● **Requirements**: Convert every line of the material below into a JSON list of strings, one string per line, with blank lines left out.

● **Extracted records**:

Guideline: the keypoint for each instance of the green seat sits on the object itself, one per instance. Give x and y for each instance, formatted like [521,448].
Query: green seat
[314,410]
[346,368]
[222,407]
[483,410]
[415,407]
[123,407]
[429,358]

● **Result of the task**:
[
  "Guideline: the keypoint for each instance of the green seat sits on the object itself, one per instance. Give x and y for each instance, formatted like [521,448].",
  "Query: green seat",
  "[314,410]",
  "[346,368]",
  "[222,407]",
  "[483,410]",
  "[415,407]",
  "[123,407]",
  "[429,358]"
]